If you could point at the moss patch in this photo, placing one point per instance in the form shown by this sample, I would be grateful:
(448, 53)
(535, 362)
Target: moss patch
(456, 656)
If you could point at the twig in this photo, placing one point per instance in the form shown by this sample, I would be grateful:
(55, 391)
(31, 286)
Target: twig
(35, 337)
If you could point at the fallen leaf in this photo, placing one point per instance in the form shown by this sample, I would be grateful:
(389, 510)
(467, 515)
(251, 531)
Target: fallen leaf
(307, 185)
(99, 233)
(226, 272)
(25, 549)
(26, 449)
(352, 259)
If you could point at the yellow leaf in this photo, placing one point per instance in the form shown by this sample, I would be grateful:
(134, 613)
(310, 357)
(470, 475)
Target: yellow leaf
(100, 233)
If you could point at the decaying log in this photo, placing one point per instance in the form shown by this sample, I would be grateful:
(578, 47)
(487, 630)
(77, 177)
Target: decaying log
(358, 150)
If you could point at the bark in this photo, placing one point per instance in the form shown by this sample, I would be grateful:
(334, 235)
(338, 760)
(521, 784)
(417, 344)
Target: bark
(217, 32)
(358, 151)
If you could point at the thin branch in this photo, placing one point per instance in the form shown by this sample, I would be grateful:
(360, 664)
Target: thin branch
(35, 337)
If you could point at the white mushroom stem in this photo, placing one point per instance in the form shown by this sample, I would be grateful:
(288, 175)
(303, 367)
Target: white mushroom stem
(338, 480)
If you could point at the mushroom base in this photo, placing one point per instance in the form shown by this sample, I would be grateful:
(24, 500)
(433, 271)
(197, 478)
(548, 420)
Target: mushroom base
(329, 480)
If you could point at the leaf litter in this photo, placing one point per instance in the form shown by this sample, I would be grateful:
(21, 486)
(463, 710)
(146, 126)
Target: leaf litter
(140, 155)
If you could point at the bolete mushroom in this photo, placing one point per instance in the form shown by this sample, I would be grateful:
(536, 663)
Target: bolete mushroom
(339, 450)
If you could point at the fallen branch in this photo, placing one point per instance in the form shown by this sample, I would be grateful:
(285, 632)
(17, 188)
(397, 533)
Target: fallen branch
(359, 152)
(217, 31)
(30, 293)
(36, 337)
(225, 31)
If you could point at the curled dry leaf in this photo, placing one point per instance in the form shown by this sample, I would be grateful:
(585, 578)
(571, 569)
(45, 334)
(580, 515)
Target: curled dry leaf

*****

▶ **Your objective**
Turn every line of the rows above into a numbered list, leaving out any blank lines.

▶ **Result of this exercise**
1. If you could point at the moss patch in this photo, placing one point per instance in the form shown by this sample, I would be grateful:
2. (448, 53)
3. (535, 362)
4. Target: moss patch
5. (456, 656)
6. If you could point at the twig in this photo, placing one point per instance in the form shown by this sample, I would be grateful:
7. (55, 391)
8. (31, 286)
9. Target: twig
10. (35, 337)
11. If you could point at the fallen leaf in this photo, placing one point per instance in the form shown by this sample, I would be grateful:
12. (389, 510)
13. (467, 515)
14. (251, 531)
15. Target: fallen leaf
16. (307, 185)
17. (99, 233)
18. (226, 272)
19. (25, 549)
20. (26, 449)
21. (352, 259)
22. If you could point at the yellow leaf in this photo, placing one point per instance in the form shown by this sample, I would be grateful:
23. (134, 613)
24. (310, 357)
25. (470, 475)
26. Target: yellow leaf
27. (100, 233)
28. If you could point at the decaying log in this photo, placing one point per instance in the form shown by this sample, I would be grateful:
29. (578, 47)
30. (487, 630)
31. (77, 177)
32. Target: decaying log
33. (358, 150)
34. If you could point at the bark in this photo, placing one point per instance in the form shown by this sample, I would be grateful:
35. (334, 235)
36. (338, 760)
37. (521, 784)
38. (417, 344)
39. Target: bark
40. (217, 32)
41. (358, 151)
42. If you could point at the thin branch in this photo, placing one point per instance in the form shown by this sample, I would be grateful:
43. (360, 664)
44. Target: thin branch
45. (35, 337)
46. If you could point at the white mushroom stem in this photo, placing one point per instance in the form shown by this sample, I would be grateful:
47. (288, 175)
48. (303, 367)
49. Target: white mushroom stem
50. (338, 480)
51. If you could point at the mushroom base in this photo, placing one point per instance in the form shown by this sample, I would be grateful:
52. (24, 500)
53. (433, 271)
54. (197, 478)
55. (548, 420)
56. Target: mushroom base
57. (329, 480)
58. If you could point at the leaf litter in this photo, placing one point per instance in the form shown by this sample, I would be grateful:
59. (21, 486)
60. (463, 710)
61. (146, 126)
62. Target: leaf litter
63. (140, 155)
64. If you could point at the bolete mushroom in this photo, placing one point per instance in the form shown by this sample, I would be grateful:
65. (536, 663)
66. Target: bolete mushroom
67. (339, 450)
68. If you could point at the fallen branch in this photo, placing one point per instance in the form shown by this sample, I would be grateful:
69. (285, 632)
70. (17, 188)
71. (397, 533)
72. Target: fallen branch
73. (359, 152)
74. (217, 31)
75. (30, 293)
76. (36, 337)
77. (225, 31)
78. If you could point at the curled dry leaf in this photo, placing one point per instance in the form shown by this sample, I would be grateful:
79. (585, 578)
80. (571, 569)
81. (45, 334)
82. (580, 515)
83. Target: curled dry leaf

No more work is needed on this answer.